What to produce ::
Write out each line of the records that has "wooden" in it.

Records shown ::
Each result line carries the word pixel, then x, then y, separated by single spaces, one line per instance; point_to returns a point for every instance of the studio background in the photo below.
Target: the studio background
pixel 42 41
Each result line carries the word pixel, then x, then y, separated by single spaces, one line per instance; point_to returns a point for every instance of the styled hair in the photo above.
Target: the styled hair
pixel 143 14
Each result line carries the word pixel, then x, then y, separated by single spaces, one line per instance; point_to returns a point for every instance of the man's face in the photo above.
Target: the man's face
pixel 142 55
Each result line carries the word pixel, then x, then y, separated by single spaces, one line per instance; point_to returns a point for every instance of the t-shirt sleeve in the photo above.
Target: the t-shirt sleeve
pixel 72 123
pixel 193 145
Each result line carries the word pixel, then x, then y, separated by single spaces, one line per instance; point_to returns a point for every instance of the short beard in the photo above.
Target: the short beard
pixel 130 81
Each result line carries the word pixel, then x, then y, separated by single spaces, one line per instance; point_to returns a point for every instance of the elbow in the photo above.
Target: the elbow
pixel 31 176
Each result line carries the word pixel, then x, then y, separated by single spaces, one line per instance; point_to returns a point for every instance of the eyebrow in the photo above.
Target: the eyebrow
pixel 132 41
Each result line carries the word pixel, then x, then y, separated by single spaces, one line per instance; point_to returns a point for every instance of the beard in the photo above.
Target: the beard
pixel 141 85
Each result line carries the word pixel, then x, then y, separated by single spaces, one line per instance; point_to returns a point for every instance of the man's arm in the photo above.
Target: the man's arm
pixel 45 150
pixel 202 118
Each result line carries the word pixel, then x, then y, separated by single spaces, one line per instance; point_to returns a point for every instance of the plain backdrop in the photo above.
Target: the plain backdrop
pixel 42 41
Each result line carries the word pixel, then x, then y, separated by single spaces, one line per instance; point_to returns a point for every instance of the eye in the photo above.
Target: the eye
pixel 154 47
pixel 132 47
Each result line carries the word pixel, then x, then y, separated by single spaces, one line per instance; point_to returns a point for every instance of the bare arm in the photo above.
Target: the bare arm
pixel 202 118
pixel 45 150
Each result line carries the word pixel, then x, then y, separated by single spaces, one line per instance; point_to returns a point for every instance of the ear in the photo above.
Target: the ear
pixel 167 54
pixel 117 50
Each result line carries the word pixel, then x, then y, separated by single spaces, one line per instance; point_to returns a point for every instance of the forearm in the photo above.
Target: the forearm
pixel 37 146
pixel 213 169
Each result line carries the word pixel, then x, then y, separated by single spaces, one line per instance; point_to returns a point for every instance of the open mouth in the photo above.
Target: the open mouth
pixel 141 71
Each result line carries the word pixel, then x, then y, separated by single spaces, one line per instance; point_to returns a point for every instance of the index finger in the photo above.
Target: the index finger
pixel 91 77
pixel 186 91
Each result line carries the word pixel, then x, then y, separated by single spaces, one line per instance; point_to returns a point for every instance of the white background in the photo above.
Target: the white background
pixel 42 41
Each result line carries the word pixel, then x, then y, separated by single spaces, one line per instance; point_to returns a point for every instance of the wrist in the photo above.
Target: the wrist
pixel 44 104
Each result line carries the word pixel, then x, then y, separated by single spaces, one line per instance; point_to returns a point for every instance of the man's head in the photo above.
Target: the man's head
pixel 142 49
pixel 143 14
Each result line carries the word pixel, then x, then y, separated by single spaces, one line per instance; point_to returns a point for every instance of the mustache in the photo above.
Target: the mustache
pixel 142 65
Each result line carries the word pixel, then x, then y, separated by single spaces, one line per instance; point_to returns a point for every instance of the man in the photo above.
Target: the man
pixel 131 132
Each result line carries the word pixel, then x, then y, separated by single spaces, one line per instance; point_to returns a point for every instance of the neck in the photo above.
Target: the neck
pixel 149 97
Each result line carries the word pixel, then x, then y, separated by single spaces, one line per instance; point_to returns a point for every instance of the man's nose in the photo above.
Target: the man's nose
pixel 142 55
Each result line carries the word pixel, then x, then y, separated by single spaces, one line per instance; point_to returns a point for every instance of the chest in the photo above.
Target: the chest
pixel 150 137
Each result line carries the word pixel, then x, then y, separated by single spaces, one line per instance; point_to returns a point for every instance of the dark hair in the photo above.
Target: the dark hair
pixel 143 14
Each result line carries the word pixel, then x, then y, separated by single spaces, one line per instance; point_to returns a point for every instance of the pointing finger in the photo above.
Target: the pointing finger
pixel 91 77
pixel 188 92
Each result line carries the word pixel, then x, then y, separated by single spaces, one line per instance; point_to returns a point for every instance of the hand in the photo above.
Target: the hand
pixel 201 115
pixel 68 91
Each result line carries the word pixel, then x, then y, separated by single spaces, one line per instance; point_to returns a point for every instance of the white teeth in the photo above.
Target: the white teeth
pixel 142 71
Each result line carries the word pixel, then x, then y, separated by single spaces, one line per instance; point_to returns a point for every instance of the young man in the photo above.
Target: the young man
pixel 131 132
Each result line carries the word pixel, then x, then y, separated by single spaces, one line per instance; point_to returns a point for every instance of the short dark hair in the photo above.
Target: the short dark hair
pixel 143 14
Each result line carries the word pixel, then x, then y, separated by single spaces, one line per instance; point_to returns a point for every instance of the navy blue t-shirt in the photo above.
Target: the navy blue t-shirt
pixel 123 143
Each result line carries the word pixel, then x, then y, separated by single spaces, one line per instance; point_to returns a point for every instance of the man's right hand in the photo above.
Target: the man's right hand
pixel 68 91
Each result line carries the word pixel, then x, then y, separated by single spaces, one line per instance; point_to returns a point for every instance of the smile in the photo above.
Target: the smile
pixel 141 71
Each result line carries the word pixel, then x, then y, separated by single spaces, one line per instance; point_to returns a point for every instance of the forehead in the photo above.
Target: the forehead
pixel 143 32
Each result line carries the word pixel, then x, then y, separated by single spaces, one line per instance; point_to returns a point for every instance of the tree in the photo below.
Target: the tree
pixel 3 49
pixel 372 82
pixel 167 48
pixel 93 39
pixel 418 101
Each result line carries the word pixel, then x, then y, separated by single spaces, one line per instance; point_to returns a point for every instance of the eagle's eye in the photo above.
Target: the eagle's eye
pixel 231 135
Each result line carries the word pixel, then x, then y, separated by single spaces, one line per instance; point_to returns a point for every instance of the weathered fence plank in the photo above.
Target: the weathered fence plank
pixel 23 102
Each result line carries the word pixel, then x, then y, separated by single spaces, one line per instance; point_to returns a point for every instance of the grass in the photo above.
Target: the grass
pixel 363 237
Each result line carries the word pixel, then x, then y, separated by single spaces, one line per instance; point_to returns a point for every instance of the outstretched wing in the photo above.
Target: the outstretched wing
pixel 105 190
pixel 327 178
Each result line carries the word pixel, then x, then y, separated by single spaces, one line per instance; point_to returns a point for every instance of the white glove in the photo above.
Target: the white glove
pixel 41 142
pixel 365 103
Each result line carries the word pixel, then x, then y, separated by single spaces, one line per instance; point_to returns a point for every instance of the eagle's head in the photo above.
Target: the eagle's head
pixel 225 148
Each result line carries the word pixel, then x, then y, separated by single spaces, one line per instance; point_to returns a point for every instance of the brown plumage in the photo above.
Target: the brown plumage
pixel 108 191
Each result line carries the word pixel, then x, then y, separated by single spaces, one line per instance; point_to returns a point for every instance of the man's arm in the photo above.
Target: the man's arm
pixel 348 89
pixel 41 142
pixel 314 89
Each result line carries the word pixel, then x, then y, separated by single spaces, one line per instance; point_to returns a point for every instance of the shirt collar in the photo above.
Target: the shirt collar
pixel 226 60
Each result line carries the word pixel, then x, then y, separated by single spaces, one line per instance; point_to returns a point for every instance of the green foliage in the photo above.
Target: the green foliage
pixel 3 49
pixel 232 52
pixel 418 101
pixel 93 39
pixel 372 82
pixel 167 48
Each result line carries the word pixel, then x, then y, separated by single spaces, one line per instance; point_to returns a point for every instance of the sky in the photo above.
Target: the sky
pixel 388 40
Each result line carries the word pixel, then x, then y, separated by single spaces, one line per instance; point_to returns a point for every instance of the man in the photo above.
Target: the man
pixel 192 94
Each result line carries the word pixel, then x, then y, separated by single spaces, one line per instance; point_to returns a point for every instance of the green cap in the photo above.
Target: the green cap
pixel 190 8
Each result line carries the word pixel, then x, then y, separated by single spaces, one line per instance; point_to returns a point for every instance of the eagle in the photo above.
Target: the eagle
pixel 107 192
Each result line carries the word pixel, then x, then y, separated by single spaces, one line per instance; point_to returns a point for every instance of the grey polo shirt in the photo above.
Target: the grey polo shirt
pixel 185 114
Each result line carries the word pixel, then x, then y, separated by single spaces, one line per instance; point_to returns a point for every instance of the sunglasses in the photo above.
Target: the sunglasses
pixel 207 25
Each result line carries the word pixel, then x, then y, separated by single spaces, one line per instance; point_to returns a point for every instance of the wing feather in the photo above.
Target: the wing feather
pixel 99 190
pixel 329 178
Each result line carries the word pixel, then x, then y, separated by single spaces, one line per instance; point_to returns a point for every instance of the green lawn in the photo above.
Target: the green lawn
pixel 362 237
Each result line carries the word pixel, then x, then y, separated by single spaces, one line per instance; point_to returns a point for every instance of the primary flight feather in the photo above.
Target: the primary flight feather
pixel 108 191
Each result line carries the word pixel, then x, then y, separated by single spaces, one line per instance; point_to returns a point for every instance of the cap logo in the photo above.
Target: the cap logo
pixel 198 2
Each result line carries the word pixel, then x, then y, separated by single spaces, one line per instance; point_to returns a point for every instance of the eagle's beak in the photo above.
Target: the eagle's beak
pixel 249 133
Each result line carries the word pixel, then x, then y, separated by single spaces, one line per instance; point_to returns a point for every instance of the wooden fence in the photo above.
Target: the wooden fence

Response to the task ::
Each result line carries the word pixel, then x, then y, separated by single spaces, one line per instance; point_to returns a point for every instance of the wooden fence in the photo above.
Target: the wooden fence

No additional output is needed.